The statute of limitations applicable to medical malpractice actions in Indiana contains no express "discovery" provision. IC 1971, XX-X-XX-X, supra, provides:

"Malpractice Limitation of actions. No action of any kind for damages, whether brought in contract or tort, based upon professional services rendered or which should have been rendered, shall be brought, commenced or maintained, in any of the courts of this state against physicians, dentists, surgeons, hospitals, sanitariums, or others, unless said action is filed within two [2] years from the date of the act, omission or neglect complained of."

Our courts have held that only two exceptions exist from the express terms of this statute. In the case of Guy v. Schuldt et al. (1956), 236 Ind. 101, 138 N.E.2d 891, our Supreme Court applied to this statute the equitable rule that the running of a statute of limitations is tolled during the period that one acts to fraudulently conceal a cause of action from a party he has injured, thereby causing a late commencement of the action. And, in the case of Chaffin v. Nicosia (1974), Ind., 310 N.E.2d 867, our Supreme Court held that the legal disability statute[1] acted to provide a period of grace within which minors may bring medical malpractice actions after reaching majority.

As stated above, appellant urges that the statute will unconstitutionally deny due process unless a third exception is made to its terms: that the 2-year time limit therein run from the date of discovery of the malpractice, even where such date is subsequent to the termination of the physician-patient relationship.[2]

It is unclear from the argument presented in appellant's brief whether he relies upon the Federal constitutional due process provision applicable to the States, or upon the provision in Art. 1, ยง 12 of our State Constitution guaranteeing that each injured person "shall have remedy by due course of law." However, an examination of these provisions reveals that it is unnecessary *343 to make a determination as to the exact basis for appellant's contention.

In the recent case of Barrick Realty, Incorporated v. City of Gary, Indiana (1973), 354 F. Supp. 126,[3] the United States District Court for the Northern District of Indiana, Hammond Division, discussed the relationship of these Federal and State due process provisions in deciding whether abstention was proper to allow our Indiana courts to decide whether a certain statute was constitutional under our State Constitution. Therein, at 130 of 354 F. Supp., the court concluded:

"[T]he state constitutional provisions upon which plaintiffs primarily rely in their brief, relating to equal protection, due process, and freedom of speech, are merely counterparts of federal constitutional provisions."
----
List every court case cited by name in the Indiana malpractice excerpt, giving the year shown with each.

Records provided:
----
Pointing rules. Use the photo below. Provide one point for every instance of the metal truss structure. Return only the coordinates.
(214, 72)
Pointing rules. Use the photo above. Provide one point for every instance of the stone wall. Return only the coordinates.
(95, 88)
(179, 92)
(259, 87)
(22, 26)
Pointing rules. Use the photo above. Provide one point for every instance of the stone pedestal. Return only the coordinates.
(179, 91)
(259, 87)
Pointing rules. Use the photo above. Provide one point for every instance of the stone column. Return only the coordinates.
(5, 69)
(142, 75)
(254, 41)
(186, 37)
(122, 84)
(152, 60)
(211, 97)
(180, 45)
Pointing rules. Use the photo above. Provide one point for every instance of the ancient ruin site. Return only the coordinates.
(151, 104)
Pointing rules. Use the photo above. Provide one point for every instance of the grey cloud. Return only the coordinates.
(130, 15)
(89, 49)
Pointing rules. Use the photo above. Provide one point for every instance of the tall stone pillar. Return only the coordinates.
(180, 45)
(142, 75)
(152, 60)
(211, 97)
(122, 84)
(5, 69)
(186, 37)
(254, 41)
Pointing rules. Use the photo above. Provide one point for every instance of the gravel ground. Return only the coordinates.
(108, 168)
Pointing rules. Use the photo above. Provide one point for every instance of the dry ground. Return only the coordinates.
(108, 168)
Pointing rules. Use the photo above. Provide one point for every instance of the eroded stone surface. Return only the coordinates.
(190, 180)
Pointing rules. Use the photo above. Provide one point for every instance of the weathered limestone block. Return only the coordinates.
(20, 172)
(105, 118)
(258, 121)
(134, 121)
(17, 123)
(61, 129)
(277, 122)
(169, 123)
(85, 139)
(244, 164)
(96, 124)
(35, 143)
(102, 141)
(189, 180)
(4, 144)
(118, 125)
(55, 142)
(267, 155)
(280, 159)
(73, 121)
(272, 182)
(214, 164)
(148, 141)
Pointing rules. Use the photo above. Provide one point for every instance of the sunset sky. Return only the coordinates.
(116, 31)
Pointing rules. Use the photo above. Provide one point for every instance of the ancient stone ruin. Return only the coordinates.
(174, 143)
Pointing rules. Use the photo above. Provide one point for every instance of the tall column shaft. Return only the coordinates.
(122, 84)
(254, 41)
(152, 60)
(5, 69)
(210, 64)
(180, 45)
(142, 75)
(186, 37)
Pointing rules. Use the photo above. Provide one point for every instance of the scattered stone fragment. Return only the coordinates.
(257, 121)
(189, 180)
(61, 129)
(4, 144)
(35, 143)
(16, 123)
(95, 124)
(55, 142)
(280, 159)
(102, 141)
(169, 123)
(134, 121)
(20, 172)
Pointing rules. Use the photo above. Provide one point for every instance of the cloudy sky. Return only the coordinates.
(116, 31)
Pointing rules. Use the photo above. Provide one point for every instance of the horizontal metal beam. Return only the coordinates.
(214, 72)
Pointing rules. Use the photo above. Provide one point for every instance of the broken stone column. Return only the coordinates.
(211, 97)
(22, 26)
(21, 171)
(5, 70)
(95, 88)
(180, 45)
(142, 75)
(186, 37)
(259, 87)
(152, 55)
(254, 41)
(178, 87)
----
Output:
- Guy v. Schuldt et al. (1956)
- Chaffin v. Nicosia (1974)
- Barrick Realty, Incorporated v. City of Gary, Indiana (1973)